:: I RECORD ::

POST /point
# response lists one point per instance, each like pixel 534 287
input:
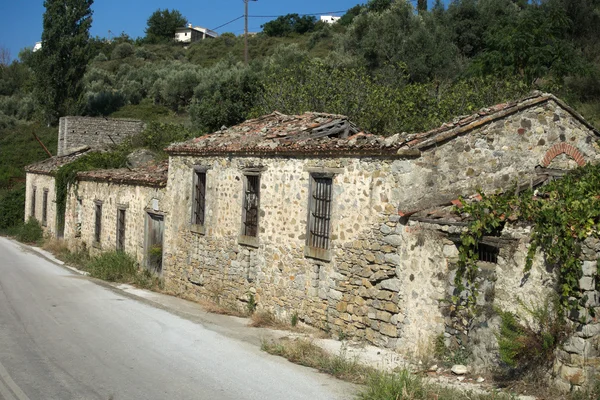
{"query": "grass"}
pixel 400 385
pixel 305 352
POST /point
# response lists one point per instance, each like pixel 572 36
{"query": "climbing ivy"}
pixel 66 175
pixel 562 213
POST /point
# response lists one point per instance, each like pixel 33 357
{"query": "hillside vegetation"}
pixel 389 67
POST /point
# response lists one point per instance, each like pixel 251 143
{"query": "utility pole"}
pixel 246 57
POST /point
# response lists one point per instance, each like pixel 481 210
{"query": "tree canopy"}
pixel 290 23
pixel 61 63
pixel 162 24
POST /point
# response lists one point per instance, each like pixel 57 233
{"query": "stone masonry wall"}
pixel 97 133
pixel 137 202
pixel 41 183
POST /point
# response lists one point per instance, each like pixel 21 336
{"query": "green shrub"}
pixel 12 207
pixel 113 266
pixel 30 232
pixel 528 343
pixel 123 50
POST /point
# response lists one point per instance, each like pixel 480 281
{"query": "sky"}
pixel 21 20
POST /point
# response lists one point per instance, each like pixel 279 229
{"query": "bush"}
pixel 528 343
pixel 12 207
pixel 30 232
pixel 114 266
pixel 123 50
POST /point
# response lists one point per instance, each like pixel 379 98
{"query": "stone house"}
pixel 191 34
pixel 40 191
pixel 76 136
pixel 308 215
pixel 120 209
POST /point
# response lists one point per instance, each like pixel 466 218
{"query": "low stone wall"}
pixel 578 361
pixel 96 133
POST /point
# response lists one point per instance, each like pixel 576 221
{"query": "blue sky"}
pixel 21 20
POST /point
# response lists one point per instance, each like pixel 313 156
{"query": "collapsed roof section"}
pixel 321 134
pixel 153 175
pixel 50 165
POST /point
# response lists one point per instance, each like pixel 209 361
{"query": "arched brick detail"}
pixel 563 148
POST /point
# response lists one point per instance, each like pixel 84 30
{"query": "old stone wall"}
pixel 496 155
pixel 385 279
pixel 578 361
pixel 97 133
pixel 41 183
pixel 137 201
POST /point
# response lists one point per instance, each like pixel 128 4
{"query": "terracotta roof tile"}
pixel 52 164
pixel 154 175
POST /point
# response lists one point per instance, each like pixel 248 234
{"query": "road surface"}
pixel 64 337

:::

ISTRUZIONI DI LAVORO =
Ricopia riga per riga, senza alcuna modifica, tutti i record riportati sopra, tralasciando le immagini.

SOLUZIONE DEL PROBLEMA =
POST /point
# response lists one point per instance, each like pixel 534 287
input:
{"query": "grass"}
pixel 400 385
pixel 305 352
POST /point
# response lists one point per instance, each like pixel 572 36
{"query": "climbing ivy"}
pixel 66 175
pixel 562 213
POST /point
# response lists one point per instance, each like pixel 33 357
{"query": "hillside vegetation"}
pixel 389 67
POST /point
# response lists one point per instance, each like pixel 251 143
{"query": "utility pole"}
pixel 246 57
POST /point
# response lists one point per instance, each like pixel 481 210
{"query": "tree canopy"}
pixel 290 23
pixel 61 63
pixel 162 24
POST /point
# response lists one point per instance, each like pixel 57 233
{"query": "stone masonry wall"}
pixel 97 133
pixel 137 202
pixel 41 183
POST /point
# response lists one point per instance, each like pixel 21 336
{"query": "green shrub"}
pixel 12 207
pixel 113 266
pixel 30 232
pixel 528 343
pixel 123 50
POST /point
# response lists one point per instance, each like pixel 480 281
{"query": "sky"}
pixel 21 20
POST /point
# response lists one point per instance, each like pixel 279 229
{"query": "bush"}
pixel 528 343
pixel 12 207
pixel 30 232
pixel 114 266
pixel 123 50
POST /point
# response lists one point per instance, each like pixel 379 98
{"query": "stone house"}
pixel 191 34
pixel 40 191
pixel 76 136
pixel 308 215
pixel 120 209
POST /point
# response lists one point per instance, each like pixel 466 218
{"query": "low stone wall"}
pixel 578 361
pixel 96 133
POST /point
# response lists one point per instance, each like pixel 576 221
{"query": "blue sky"}
pixel 21 20
POST /point
# response lists one point per instance, each like pixel 313 156
{"query": "collapsed roof section"}
pixel 321 134
pixel 153 175
pixel 50 165
POST /point
# response lists one point per instance, each like pixel 209 361
{"query": "arched brick detail"}
pixel 563 148
POST /point
# response lists one point per instance, each like pixel 84 30
{"query": "old stone wall"}
pixel 496 155
pixel 385 279
pixel 578 361
pixel 97 133
pixel 41 183
pixel 137 201
POST /point
# response lists one point per instance, each like pixel 128 4
{"query": "terracotta roof tile"}
pixel 52 164
pixel 154 175
POST /point
# response lists one point per instance, each like pixel 248 234
{"query": "road surface"}
pixel 64 337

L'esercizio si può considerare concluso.